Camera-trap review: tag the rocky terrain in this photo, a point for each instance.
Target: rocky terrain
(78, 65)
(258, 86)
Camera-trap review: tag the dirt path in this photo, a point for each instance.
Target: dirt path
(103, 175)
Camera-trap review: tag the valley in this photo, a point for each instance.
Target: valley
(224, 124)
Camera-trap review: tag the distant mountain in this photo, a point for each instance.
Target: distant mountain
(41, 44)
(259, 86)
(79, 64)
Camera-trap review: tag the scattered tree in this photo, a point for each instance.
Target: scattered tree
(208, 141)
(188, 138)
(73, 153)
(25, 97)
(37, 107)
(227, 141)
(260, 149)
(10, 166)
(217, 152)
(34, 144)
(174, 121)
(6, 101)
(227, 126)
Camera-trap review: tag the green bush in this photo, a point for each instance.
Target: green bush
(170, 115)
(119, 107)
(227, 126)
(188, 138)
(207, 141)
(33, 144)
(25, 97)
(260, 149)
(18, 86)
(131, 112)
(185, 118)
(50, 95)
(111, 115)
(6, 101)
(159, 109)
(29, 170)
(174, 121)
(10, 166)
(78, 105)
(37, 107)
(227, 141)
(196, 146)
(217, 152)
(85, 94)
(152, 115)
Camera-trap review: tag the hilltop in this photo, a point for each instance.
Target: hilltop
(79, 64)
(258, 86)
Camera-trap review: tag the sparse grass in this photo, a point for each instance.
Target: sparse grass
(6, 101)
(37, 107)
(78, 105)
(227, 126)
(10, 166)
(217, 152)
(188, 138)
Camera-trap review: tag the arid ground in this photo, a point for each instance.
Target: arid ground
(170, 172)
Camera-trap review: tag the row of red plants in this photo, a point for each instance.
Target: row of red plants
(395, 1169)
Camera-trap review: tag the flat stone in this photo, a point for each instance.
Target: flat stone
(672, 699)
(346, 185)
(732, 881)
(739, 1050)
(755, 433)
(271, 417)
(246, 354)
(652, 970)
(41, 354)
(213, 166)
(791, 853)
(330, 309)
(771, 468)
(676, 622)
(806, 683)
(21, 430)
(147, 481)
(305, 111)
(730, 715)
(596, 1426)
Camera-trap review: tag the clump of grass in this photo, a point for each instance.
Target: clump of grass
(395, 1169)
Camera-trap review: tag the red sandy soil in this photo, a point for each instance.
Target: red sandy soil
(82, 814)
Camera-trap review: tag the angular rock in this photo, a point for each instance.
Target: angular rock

□ □ □ □

## [TASK STATEMENT]
Copy all of the rows above word for word.

## [OUTPUT BELOW]
Camera-trap review: tag the rocky terrain in this photo, a point for each instance.
Target: rocky terrain
(78, 65)
(258, 86)
Camera-trap review: tag the dirt path in this photo, a point for each instance.
Target: dirt path
(103, 175)
Camera-trap review: tag the valley in this photo, a point for each instance.
Target: valley
(224, 124)
Camera-trap review: tag the distant mountain in this photo, a point for each instance.
Target: distant mountain
(41, 44)
(259, 86)
(79, 64)
Camera-trap review: tag the scattered tree in this photo, a point for each instance.
Target: scattered tree
(208, 141)
(188, 138)
(73, 153)
(25, 97)
(37, 107)
(227, 141)
(260, 149)
(10, 166)
(217, 152)
(34, 144)
(174, 121)
(6, 101)
(227, 126)
Camera-trap review: tag the green bush in this photo, a point for each instance.
Target: green bush
(170, 115)
(119, 107)
(227, 126)
(188, 138)
(207, 141)
(33, 144)
(25, 97)
(260, 149)
(18, 86)
(131, 112)
(185, 118)
(50, 95)
(111, 115)
(6, 101)
(159, 109)
(29, 170)
(174, 121)
(10, 166)
(78, 105)
(37, 107)
(227, 141)
(196, 146)
(217, 152)
(85, 94)
(152, 115)
Camera-trap review: tag the hilltop in this photo, a point for each instance.
Target: hilltop
(79, 64)
(258, 86)
Camera-trap review: tag the sparse grass in this photo, a point for each instance.
Target: sparse grass
(6, 101)
(37, 107)
(78, 105)
(227, 126)
(10, 166)
(217, 152)
(188, 138)
Camera-trap review: tag the arid ground in this photo, a point for each instance.
Target: arid ground
(170, 172)
Camera-trap review: tag the row of red plants in this photo, a point for each instance.
Target: row of red plants
(395, 1169)
Camera-trap review: tag the flat stone in this photo, a point for each instance.
Target: flat stone
(672, 699)
(346, 185)
(732, 881)
(739, 1050)
(755, 433)
(271, 417)
(246, 354)
(652, 970)
(41, 354)
(213, 166)
(791, 853)
(330, 309)
(771, 468)
(676, 622)
(806, 683)
(21, 430)
(147, 481)
(305, 111)
(730, 715)
(596, 1426)
Camera-trap review: tag the clump of grass in this photo, a point for each instance.
Target: clump of grass
(395, 1169)
Camera-trap review: tag the red sandy soil in this photo, a point for each instance.
Target: red sandy soil
(82, 814)
Camera-trap review: tag the angular rock in this photo, a point for each instance.
Target: angular rock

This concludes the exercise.